◆ **AIM**: Nothing but the lines from the one containing "Exercise. Point out the field boundary" to the end of the data should be returned, each exactly as written.

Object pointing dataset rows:
>> BEGIN

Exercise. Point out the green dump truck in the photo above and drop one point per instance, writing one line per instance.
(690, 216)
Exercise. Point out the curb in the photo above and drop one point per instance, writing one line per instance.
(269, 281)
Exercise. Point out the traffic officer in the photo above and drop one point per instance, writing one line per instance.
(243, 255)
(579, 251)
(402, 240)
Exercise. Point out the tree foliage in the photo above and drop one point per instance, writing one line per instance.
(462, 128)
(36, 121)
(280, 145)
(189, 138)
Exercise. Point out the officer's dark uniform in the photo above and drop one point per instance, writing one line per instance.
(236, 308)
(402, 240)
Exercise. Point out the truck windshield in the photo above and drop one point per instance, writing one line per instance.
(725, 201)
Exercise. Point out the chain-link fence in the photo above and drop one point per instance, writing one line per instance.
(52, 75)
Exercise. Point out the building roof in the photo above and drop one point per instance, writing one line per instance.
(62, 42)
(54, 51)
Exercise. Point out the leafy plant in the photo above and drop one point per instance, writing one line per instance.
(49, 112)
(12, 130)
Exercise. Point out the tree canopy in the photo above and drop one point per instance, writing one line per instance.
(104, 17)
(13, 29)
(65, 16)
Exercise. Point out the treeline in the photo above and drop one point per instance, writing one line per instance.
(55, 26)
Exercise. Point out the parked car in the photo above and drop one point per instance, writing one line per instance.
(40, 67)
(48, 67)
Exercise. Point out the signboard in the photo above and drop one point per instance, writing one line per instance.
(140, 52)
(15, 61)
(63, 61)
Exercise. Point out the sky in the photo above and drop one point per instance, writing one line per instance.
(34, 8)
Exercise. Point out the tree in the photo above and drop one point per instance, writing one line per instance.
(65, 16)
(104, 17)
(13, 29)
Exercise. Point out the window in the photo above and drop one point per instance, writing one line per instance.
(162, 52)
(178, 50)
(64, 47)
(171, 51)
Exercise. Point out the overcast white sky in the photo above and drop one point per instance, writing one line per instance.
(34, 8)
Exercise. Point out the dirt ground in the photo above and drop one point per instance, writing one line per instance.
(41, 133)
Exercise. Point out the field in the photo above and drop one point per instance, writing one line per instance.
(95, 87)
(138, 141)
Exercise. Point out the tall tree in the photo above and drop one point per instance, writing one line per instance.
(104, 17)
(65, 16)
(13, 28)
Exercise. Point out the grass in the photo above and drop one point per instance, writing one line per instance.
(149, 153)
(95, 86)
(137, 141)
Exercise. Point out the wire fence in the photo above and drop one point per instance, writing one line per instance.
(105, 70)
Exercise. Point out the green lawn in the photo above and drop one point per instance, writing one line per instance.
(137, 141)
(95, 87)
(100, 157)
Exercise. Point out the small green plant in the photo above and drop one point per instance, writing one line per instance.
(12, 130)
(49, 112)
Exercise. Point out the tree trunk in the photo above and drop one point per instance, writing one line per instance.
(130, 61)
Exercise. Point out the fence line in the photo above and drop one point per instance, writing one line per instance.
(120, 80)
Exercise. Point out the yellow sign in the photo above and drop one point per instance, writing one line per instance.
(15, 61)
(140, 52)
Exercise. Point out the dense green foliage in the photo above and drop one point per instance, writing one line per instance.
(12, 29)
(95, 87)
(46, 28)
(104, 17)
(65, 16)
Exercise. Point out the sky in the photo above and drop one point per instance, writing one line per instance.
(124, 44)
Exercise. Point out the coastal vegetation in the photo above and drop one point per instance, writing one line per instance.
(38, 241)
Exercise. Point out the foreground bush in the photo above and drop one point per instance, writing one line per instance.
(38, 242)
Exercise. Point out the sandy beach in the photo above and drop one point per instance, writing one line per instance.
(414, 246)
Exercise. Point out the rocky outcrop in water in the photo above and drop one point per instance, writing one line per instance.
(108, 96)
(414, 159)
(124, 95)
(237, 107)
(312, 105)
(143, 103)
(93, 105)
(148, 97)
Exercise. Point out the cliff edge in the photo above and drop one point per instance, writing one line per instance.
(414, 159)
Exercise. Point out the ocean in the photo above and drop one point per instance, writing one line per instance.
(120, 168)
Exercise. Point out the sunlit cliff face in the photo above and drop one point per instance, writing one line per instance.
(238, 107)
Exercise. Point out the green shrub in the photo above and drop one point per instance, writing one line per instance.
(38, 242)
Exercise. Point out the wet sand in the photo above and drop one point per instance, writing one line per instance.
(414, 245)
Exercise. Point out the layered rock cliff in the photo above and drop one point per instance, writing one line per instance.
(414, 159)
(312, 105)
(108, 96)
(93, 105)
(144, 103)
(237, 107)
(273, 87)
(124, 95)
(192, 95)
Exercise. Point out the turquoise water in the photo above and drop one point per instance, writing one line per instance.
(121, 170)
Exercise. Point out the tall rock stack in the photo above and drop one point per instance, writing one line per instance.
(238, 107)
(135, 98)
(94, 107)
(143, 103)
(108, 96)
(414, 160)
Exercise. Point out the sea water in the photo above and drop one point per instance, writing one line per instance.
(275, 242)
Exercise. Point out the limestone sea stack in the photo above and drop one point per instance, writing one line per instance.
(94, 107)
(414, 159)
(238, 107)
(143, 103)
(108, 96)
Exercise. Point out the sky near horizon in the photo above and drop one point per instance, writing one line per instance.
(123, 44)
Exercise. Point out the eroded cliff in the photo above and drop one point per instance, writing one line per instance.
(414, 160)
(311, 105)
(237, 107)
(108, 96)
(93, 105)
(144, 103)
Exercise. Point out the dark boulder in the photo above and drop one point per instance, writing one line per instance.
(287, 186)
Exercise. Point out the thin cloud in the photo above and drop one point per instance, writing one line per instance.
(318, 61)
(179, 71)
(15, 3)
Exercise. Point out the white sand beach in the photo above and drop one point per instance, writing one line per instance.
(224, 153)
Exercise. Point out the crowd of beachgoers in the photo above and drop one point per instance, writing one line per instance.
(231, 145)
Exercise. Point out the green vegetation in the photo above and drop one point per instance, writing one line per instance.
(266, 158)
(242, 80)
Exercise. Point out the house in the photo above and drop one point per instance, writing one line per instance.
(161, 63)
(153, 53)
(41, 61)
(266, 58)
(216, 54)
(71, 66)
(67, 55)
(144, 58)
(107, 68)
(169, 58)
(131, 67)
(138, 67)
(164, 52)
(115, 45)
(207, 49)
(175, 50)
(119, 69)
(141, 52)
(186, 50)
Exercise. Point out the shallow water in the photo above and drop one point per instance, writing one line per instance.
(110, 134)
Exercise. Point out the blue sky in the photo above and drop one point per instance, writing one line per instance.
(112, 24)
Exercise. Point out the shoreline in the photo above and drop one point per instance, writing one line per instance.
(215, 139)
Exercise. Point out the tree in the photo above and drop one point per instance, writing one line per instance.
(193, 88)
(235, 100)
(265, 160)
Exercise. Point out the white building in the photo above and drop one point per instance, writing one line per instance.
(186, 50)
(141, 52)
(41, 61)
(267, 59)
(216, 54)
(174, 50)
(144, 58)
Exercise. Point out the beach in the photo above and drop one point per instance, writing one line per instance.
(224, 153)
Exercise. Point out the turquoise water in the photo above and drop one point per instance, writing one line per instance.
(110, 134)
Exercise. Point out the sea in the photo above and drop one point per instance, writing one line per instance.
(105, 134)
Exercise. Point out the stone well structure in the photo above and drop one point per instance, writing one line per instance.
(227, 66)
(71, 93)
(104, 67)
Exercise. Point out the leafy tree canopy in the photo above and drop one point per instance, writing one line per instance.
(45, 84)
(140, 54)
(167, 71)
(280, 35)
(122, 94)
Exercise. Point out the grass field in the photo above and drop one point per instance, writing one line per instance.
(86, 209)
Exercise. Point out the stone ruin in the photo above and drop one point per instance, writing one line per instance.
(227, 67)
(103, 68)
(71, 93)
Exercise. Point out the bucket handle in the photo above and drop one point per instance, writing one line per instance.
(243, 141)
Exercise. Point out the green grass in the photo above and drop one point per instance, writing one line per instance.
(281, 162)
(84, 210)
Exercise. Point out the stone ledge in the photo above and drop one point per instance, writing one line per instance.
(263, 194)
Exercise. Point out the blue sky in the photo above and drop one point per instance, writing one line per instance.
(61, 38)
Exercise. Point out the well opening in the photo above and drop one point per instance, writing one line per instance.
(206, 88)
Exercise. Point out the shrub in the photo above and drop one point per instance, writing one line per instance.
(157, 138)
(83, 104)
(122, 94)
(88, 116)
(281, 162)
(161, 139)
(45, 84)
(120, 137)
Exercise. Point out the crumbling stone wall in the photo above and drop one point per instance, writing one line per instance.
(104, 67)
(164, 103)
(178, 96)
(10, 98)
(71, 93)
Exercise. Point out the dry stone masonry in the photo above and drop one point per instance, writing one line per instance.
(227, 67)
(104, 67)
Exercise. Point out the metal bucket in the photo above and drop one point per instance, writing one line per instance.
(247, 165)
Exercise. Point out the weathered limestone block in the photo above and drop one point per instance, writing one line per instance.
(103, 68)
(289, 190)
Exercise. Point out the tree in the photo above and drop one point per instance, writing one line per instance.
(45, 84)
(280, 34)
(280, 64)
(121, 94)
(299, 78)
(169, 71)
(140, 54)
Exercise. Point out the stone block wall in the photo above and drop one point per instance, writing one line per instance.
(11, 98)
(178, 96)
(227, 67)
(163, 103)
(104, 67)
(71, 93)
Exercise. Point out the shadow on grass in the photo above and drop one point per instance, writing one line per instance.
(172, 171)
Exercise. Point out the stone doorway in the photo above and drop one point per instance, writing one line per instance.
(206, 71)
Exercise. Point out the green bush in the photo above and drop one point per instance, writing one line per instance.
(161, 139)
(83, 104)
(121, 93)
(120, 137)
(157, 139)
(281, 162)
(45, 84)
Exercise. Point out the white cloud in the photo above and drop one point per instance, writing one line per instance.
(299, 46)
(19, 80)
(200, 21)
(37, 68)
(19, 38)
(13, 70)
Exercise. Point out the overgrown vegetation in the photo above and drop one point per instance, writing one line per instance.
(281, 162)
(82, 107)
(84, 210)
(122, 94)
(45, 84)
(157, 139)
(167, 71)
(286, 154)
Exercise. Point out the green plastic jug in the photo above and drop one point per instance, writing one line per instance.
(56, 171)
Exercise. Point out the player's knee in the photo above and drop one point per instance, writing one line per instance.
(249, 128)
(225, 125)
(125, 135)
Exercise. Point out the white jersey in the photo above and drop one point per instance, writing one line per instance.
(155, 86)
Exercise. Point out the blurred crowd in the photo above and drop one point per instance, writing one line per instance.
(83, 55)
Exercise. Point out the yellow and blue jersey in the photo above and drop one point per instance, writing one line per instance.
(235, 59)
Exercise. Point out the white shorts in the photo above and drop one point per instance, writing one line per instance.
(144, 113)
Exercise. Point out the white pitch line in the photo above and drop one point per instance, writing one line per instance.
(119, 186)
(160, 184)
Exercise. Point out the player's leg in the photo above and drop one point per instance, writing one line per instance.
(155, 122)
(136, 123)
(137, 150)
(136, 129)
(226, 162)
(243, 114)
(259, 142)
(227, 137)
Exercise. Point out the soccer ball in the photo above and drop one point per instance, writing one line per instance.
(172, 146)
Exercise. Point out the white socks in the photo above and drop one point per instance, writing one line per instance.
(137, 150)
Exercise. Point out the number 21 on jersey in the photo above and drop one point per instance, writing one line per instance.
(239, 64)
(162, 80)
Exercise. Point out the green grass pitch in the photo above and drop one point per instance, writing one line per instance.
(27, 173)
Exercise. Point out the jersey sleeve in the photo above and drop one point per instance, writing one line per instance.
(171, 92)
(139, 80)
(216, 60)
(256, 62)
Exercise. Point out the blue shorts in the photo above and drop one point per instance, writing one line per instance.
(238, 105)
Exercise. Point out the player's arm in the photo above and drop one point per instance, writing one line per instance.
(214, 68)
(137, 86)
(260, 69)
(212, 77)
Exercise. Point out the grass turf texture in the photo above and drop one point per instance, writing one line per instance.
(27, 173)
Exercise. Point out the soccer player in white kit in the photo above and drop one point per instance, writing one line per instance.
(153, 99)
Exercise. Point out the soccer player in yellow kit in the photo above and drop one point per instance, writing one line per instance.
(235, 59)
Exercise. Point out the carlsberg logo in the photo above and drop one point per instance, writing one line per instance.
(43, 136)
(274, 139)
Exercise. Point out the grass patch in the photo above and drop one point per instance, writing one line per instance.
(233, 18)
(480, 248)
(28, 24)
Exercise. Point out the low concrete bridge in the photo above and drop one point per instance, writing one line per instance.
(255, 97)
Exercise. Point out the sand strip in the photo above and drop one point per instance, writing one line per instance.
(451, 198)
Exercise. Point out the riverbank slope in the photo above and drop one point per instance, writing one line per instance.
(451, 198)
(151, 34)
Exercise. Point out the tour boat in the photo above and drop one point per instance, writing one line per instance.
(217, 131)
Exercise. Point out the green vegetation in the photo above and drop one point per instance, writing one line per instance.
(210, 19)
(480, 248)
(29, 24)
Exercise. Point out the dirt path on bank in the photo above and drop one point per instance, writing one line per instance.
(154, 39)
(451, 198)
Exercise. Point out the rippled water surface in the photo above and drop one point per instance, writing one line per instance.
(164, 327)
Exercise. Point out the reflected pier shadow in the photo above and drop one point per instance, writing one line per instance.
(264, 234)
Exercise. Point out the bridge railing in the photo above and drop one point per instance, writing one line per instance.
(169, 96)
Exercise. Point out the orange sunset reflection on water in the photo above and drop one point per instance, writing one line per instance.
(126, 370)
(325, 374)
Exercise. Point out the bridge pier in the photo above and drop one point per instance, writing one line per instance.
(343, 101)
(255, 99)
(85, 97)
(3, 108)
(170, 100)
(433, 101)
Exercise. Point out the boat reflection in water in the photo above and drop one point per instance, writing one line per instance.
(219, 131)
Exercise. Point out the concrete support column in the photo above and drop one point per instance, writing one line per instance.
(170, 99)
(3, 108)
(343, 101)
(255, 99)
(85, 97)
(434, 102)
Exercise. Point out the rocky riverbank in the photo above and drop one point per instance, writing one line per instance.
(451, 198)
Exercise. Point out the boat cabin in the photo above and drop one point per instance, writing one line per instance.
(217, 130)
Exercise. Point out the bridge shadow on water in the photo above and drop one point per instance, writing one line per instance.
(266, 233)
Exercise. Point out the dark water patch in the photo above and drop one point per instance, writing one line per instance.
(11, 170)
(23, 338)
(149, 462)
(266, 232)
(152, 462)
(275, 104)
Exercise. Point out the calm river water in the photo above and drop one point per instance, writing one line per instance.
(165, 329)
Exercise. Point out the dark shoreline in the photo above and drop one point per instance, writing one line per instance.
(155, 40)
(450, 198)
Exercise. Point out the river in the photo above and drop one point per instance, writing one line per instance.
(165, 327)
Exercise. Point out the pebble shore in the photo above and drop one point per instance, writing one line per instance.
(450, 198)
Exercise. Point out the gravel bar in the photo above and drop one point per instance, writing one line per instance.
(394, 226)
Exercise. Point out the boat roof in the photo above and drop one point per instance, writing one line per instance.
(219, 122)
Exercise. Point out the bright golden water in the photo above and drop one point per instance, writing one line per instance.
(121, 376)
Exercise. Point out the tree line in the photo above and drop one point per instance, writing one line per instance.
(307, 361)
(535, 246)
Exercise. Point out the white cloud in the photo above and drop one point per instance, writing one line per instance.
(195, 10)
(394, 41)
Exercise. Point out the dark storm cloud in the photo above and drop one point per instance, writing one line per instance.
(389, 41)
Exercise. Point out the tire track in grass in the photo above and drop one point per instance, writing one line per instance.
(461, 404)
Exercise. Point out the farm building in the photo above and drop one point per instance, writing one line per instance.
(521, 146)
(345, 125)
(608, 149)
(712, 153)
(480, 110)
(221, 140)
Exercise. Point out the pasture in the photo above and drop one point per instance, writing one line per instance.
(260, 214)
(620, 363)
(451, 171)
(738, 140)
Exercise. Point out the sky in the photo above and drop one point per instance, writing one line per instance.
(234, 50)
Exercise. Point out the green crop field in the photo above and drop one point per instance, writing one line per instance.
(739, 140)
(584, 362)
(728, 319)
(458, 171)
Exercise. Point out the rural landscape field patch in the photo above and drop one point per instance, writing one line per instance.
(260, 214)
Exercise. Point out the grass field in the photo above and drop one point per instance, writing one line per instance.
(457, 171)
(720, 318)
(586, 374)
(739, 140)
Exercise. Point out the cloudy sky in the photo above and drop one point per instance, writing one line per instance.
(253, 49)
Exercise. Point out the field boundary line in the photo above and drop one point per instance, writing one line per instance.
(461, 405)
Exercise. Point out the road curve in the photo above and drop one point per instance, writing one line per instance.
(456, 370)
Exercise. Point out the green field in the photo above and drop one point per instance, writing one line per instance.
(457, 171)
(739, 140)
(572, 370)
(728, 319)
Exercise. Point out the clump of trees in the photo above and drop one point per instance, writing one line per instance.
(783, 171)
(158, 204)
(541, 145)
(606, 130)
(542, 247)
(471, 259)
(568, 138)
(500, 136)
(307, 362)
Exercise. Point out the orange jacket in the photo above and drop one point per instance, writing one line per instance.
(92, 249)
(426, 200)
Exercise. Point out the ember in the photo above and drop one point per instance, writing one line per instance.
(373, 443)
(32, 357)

>> END

◆ **WRITTEN RESPONSE**:
Exercise. Point out the field boundary line in the photo above and drop one point per instance, writing one line per instance.
(461, 405)
Exercise. Point out the road curve in the photo above and drop one point per instance, writing one line per instance.
(456, 370)
Exercise. Point out the green field in the photo above and drop one point per instance, writing one line per instance.
(457, 171)
(739, 140)
(572, 370)
(728, 319)
Exercise. Point out the clump of trees in the photo above and drop one point per instance, writing one line per instance.
(783, 171)
(158, 204)
(541, 145)
(606, 130)
(542, 247)
(471, 259)
(568, 138)
(500, 136)
(307, 362)
Exercise. Point out the orange jacket in the photo above and drop one point per instance, writing one line per instance.
(92, 249)
(426, 200)
Exercise. Point out the ember in the photo above and drop one point per instance, writing one line per instance.
(373, 443)
(32, 357)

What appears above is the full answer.